* **Tasks to perform**:
1. Reproduce the stretch of the interview excerpt on scientific evidence from "You’re a stickler" through "the basic principles.".
2. Answer these questions from the interview excerpt on scientific evidence:
(a) Where did the speaker grow up?
(b) Who taught the speaker about the scientific process in high school?
(c) What three kinds of things did they teach?

* **Page excerpt**:
You’re a stickler for acting on the basis
of scientific evidence. Where does that come from? I grew up in the inner city of Detroit with people who were not formally educated but who were wise. My father was also very inquisitive. I was influenced heavily by this and by the Jesuits in my high school, who taught me about the scientific process. They taught me there are three things: things that are known, things that are not known, and things that are believed. Very frequently doctors think of things they believe as things that are known. When you talk about cancer screening, many doctors of my generation and older never took a course that covered screening and don’t understand the basic principles.

Stored items:
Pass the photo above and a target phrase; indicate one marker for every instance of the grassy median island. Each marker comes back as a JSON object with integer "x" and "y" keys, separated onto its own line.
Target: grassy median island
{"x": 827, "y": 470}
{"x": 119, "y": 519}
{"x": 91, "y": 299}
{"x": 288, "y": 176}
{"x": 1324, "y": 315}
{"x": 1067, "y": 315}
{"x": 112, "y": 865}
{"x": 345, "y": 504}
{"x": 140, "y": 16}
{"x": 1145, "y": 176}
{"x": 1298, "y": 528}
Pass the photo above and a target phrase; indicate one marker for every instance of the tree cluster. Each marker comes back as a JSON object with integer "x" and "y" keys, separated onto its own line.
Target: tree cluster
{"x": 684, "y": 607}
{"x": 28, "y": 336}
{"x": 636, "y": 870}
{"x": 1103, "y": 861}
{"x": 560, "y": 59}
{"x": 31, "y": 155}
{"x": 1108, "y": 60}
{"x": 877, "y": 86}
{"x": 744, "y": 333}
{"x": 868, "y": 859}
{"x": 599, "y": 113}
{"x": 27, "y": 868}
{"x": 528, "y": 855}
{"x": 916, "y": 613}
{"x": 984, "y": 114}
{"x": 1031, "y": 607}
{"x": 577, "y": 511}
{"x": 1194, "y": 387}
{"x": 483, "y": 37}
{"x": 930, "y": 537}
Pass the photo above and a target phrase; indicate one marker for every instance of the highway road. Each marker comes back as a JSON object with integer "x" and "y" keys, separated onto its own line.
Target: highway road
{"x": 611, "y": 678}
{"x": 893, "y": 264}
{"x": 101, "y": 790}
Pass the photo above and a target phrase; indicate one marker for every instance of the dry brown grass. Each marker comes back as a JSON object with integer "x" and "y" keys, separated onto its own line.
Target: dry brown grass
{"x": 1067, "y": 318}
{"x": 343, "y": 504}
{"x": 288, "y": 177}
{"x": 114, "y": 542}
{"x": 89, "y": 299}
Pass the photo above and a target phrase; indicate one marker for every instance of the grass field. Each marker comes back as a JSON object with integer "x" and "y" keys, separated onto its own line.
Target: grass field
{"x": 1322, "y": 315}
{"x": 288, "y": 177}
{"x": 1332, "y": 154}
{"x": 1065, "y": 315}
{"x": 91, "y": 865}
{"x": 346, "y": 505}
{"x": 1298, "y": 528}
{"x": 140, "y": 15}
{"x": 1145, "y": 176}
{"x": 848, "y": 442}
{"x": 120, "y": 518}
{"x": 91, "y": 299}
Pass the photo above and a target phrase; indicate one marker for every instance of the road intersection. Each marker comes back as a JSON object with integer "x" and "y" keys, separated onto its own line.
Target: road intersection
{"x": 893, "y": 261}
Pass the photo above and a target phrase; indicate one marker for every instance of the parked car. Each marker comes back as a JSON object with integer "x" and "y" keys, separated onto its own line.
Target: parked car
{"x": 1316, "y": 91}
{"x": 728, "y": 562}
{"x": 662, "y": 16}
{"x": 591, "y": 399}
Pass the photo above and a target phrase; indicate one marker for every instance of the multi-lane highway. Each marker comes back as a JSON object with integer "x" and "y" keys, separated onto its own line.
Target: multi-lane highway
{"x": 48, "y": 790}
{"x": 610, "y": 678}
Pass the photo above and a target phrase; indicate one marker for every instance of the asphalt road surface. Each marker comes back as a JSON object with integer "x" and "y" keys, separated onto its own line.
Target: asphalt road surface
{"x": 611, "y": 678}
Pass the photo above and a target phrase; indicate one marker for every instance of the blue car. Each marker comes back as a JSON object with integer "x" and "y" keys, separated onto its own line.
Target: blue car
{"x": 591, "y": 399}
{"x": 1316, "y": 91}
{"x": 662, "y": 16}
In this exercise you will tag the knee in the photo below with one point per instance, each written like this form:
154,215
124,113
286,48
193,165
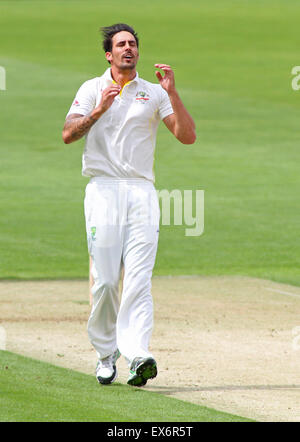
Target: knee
105,287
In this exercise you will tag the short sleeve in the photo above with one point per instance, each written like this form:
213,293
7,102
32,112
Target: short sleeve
165,107
85,99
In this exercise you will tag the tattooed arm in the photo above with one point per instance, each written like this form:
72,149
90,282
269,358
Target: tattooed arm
77,125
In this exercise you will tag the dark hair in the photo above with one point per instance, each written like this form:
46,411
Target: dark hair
109,31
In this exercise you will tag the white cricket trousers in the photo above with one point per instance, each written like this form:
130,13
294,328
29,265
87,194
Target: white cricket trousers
122,224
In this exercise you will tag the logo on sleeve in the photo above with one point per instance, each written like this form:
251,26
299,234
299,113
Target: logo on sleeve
142,97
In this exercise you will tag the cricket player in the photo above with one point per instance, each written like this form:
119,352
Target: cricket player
119,113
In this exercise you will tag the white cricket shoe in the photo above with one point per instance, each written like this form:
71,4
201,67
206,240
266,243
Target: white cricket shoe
106,370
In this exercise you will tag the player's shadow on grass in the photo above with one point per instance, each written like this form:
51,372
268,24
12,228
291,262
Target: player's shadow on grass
172,390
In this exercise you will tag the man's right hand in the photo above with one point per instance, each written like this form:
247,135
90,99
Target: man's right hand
108,96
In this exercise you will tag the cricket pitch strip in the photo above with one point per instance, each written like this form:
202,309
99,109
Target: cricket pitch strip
230,343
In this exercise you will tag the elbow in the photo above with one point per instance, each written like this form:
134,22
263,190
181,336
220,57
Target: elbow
189,139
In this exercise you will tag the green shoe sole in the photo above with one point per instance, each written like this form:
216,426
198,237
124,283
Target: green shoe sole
146,370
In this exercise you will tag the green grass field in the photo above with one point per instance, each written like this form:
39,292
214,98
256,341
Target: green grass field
232,60
33,391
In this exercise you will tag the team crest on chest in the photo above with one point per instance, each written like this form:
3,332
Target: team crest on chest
142,97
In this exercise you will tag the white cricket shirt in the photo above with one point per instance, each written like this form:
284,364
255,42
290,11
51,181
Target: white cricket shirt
121,143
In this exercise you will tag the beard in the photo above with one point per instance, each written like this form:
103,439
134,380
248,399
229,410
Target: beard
127,65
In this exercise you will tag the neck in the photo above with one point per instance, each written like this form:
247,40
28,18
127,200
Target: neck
122,77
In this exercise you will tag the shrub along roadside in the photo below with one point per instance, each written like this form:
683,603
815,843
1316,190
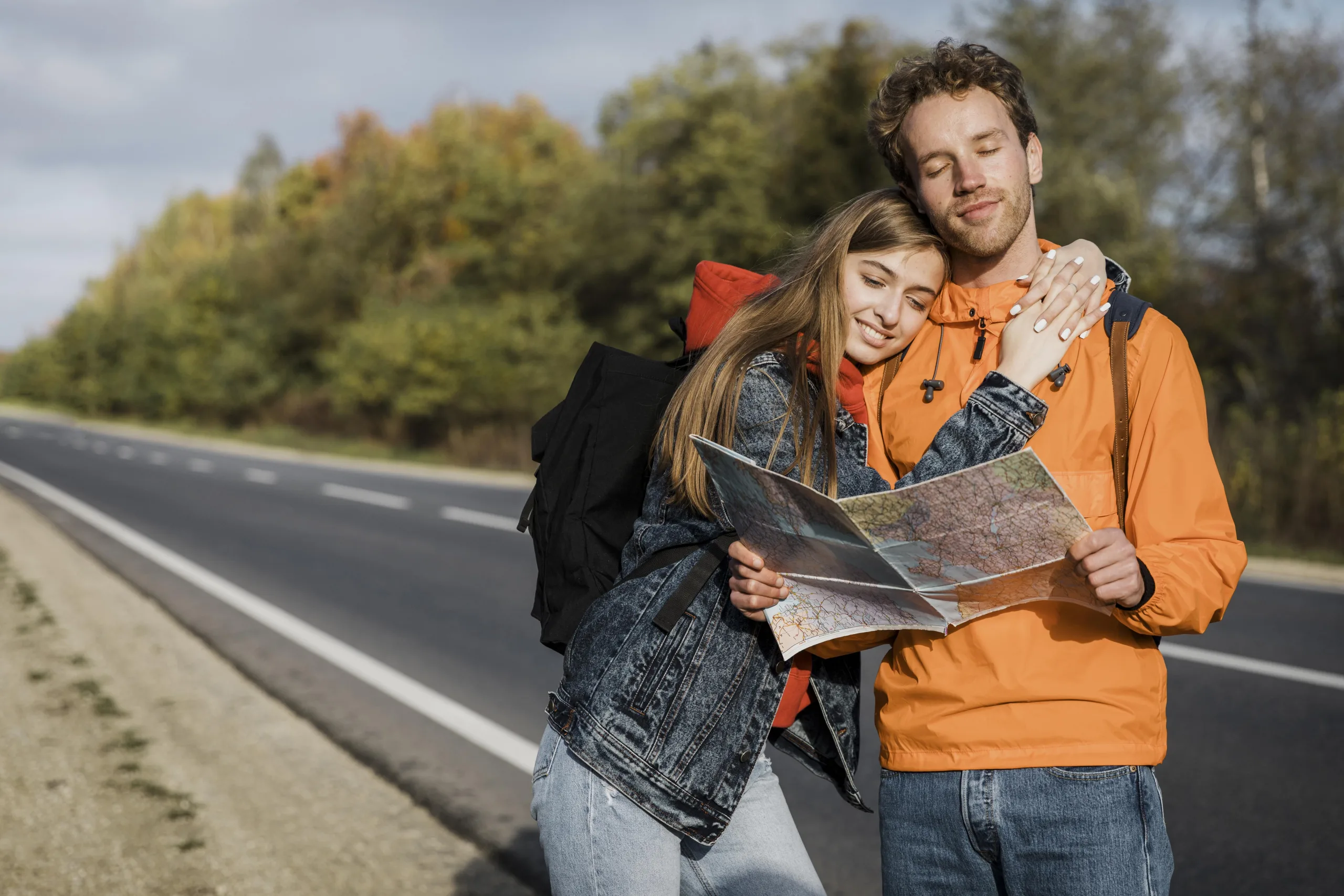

* **Answers below**:
1.
You’re a stickler for acting on the basis
of scientific evidence. Where does that come from? I grew up in the inner city of Detroit with people who were not formally educated but who were wise. My father was also very inquisitive. I was influenced heavily by this and by the Jesuits in my high school, who taught me about the scientific process. They taught me there are three things: things that are known, things that are not known, and things that are believed. Very frequently doctors think of things they believe as things that are known. When you talk about cancer screening, many doctors of my generation and older never took a course that covered screening and don’t understand the basic principles.

2.
(a) The inner city of Detroit.
(b) The Jesuits.
(c) Things that are known, things that are not known, and things that are believed.